● BLOCO DE TEXTO
- - - -
MEDO DE SER RESPONSABILIZADA
Sobreviver, entretanto, foi apenas o primeiro dos degraus. Depois
do estupro, veio o medo de ser responsabilizada pelo que aconteceu. O alento
para a jovem, entretanto, tem vindo de todas as partes do mundo e do país,
mediado pelas redes sociais. Viu que muitas mulheres que ela nunca conheceu
mostraram seu apoio. E elas reforçaram: a culpa nunca é da vítima, e sim do
agressor.
— Eu queria agradecer a essas pessoas, porque eu não esperava. Eu
pensei que eu seria realmente julgada. Pensei que eu seria apedrejada. A
maioria delas (das mulheres) diz: ‘tô contigo’ — diz, abrindo, finalmente, um
sorriso.
Ela agradeceu o apoio nas redes sociais: “ Todas podemos um dia
passar por isso. Não, não dói o útero e sim a alma por existirem pessoas cruéis
impunes !! Obrigada pelo apoio", postou.
Em muitos momentos, seus pais parecem mais cientes da gravidade do
que ocorreu do que a própria jovem. O pai, de 70 anos, chora com facilidade.
Com a ajuda de muletas, tem dificuldade para se locomover, depois de sofrer
dois AVCs. A menina temeu pela saúde dele quando o vídeo em que estupradores
zombam da vítima chegou ao conhecimento da família. A primeira a receber foi a
avó da menina.
— O que fizeram
com a minha filha foi horrível. Ninguém espera criar uma menina para um dia
acontecer isso — emocionou-se.
No dia seguinte ao estupro, ela chegou em casa, em um condomínio
de um bairro de classe média da Zona Oeste do Rio, vestindo roupas de homem, de
um amigo que a ajudou, ainda dopada, a sair da favela onde o crime ocorrera. Já
em casa, entrou no chuveiro e limpou o sangue que ainda corria. E depois foi
dormir. Decidiu não contar o que tinha sofrido para ninguém. Se não fosse pelo
vídeo divulgado, o segredo estaria guardado até hoje:
— Quando apareceu na internet (as imagens), eu estava em casa. Aí,
a advogada me chamou para ir na delegacia e no IML. Ela disse que estava de
carro aqui embaixo. Tomei banho, botei a roupa e desci. Se não fosse por ela
até hoje acho que não faria nada.
‘PODERIA TER SIDO PIOR’, DIZ MÃE DA VÍTIMA
Já a mãe, uma pedagoga de 46 anos, diz que está “mais ou menos”.
- - - -
● DADOS FORNECIDOS
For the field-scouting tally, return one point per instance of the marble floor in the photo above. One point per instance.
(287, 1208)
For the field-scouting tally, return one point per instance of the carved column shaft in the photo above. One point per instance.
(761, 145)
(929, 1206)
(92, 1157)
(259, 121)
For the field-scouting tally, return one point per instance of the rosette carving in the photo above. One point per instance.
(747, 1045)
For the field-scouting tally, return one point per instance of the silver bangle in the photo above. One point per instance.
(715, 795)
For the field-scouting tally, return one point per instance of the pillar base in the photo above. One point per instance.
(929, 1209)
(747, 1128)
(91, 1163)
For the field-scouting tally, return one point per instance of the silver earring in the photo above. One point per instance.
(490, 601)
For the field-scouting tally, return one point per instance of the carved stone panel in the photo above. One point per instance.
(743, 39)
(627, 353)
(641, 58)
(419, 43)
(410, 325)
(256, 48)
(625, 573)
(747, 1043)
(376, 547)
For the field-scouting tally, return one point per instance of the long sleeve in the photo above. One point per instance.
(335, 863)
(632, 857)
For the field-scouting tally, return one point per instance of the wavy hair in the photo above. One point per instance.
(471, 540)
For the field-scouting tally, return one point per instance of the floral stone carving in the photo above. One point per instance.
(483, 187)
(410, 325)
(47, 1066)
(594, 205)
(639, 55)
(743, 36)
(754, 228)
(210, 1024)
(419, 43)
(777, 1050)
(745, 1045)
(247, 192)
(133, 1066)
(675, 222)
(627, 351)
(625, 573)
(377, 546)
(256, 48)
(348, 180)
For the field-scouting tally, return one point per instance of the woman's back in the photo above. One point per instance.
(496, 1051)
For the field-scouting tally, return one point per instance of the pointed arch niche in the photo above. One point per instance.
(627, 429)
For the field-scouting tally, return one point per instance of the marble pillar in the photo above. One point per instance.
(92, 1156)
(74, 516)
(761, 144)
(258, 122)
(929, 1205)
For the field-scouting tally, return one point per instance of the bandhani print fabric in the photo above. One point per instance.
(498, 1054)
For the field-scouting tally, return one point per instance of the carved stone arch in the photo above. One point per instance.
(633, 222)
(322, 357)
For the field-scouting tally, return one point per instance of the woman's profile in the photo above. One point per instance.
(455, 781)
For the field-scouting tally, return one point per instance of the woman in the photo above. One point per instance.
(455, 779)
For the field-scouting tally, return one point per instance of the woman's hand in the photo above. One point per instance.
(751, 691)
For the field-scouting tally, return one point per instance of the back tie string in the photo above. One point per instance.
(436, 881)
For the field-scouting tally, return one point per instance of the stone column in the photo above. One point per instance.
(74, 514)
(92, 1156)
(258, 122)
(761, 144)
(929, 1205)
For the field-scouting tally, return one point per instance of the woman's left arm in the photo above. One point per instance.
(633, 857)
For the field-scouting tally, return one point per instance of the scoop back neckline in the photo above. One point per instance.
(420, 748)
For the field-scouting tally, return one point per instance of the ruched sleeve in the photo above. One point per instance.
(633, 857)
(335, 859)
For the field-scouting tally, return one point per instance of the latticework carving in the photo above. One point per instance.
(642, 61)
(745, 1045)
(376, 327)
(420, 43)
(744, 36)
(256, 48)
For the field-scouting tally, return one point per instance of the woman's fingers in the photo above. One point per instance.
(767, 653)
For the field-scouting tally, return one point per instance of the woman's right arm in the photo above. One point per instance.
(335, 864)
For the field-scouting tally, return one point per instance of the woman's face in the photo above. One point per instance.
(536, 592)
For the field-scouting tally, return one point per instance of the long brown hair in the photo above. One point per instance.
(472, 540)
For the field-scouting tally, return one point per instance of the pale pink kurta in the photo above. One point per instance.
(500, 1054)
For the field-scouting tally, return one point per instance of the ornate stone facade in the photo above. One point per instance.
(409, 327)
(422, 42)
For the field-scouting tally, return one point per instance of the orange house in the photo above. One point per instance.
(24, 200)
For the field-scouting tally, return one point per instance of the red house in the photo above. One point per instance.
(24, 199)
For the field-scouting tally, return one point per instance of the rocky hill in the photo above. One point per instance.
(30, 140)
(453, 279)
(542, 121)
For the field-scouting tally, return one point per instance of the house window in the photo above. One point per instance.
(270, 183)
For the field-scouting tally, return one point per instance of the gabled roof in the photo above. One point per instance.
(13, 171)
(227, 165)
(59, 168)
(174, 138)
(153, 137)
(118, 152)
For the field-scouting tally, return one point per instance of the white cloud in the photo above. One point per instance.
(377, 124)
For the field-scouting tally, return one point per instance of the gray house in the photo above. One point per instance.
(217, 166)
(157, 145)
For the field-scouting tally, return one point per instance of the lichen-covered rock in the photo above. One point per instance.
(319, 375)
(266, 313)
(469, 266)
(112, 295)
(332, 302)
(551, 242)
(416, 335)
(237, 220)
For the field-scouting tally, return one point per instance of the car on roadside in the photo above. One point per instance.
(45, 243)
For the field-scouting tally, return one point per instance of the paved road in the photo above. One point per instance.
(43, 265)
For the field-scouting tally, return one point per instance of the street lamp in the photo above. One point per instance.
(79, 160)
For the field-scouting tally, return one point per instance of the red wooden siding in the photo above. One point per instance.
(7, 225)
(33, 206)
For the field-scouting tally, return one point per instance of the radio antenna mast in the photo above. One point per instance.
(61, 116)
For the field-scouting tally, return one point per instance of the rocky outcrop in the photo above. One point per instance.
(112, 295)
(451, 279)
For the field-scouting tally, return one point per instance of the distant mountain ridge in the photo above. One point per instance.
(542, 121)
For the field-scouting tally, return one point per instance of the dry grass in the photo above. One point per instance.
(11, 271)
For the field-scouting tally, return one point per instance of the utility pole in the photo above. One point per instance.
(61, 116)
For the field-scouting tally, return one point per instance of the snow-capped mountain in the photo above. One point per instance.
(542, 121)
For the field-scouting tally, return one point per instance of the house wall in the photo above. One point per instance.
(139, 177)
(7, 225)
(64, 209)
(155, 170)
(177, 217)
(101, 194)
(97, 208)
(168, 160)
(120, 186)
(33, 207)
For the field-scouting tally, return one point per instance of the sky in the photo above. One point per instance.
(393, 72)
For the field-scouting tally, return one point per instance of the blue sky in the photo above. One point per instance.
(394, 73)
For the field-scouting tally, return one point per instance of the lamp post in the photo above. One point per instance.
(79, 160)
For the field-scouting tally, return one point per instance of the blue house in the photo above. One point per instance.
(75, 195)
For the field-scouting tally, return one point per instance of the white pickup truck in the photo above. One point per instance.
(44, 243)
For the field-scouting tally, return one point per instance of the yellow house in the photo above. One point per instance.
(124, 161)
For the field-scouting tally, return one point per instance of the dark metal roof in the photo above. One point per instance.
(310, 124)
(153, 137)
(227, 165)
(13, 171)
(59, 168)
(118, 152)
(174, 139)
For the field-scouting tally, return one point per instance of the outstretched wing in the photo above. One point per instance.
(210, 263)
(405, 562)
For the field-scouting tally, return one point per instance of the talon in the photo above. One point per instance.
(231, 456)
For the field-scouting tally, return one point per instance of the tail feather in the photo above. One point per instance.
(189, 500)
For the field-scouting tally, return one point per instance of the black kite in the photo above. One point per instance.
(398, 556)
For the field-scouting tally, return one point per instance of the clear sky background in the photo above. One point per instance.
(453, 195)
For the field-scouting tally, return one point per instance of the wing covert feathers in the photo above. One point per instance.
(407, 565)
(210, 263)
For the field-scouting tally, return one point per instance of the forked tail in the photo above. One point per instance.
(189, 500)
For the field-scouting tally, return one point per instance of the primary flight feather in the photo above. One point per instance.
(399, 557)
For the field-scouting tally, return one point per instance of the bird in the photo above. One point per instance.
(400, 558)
- - - -
● COMANDO 1
Reproduza o trecho do texto sobre a jovem vítima de estupro que começa nas palavras "Ela agradeceu o" e termina logo após "chora com facilidade.".
● COMANDO 2
Dê continuidade ao texto sobre a jovem vítima de estupro a partir da última frase apresentada.

● ÁREA DE RESPOSTA 1
Ela agradeceu o apoio nas redes sociais: “ Todas podemos um dia
passar por isso. Não, não dói o útero e sim a alma por existirem pessoas cruéis
impunes !! Obrigada pelo apoio", postou.
Em muitos momentos, seus pais parecem mais cientes da gravidade do
que ocorreu do que a própria jovem. O pai, de 70 anos, chora com facilidade.

● ÁREA DE RESPOSTA 2
Com muito medo, ela teme andar na rua, com ou sem a filha. Ela é avó e uma
espécie de mãe pro menino de três anos que a filha deu à luz aos 13 anos. O pai
dele, morador de uma comunidade da Zona Norte e quatro anos mais velho que a
garota, nunca quis registrar o menino. Era ligado ao tráfico e morreu baleado
no ano passado durante um confronto. Agora, além de dar colo ao neto, a
pedagoga dá também à filha, junto de uma frase de consolo:
— Poderia ter sido pior.
As poucas saídas da jovem têm sido para ir ao hospital ou à
delegacia. Ontem à tarde, foi dia de novo depoimento na Delegacia de Repressão
aos Crimes de Informática (DRCI), que investiga o caso. A menina foi ao quarto
trocar de roupa, voltou para a sala vestida com blusa e saião. No almoço
apressado, antes que o carro de polícia chegasse, chegou à sala de estar, com
passinhos miúdos, seu filho de 3 anos, ainda sonolento. A adolescente colocou o
pequeno no colo, perguntou se ele queria umas garfadas de arroz com feijão. Ele
não respondeu, e dormiu nos seus braços.
Mais quieto que o usual, segundo os pais da moça, o menino
demonstra sentir, na sua intuição infantil, que algo afetou a casa.
FAMÍLIA PENSA EM DEIXAR O RIO
Desde o crime, a já difícil rotina da casa mudou. Jornalistas não
param de ligar — enquanto a reportagem do GLOBO esteve no local, foram três
telefonemas. Anteontem, um grupo de amigas foi visitar a garota. Para ver a
menina pessoalmente, por enquanto, só visitando. A casa, num condomínio com
academia e área de lazer que deveria ser um “lar” para a família desde que se
mudaram, há três anos, tornou-se nos últimos dias uma espécie de esconderijo.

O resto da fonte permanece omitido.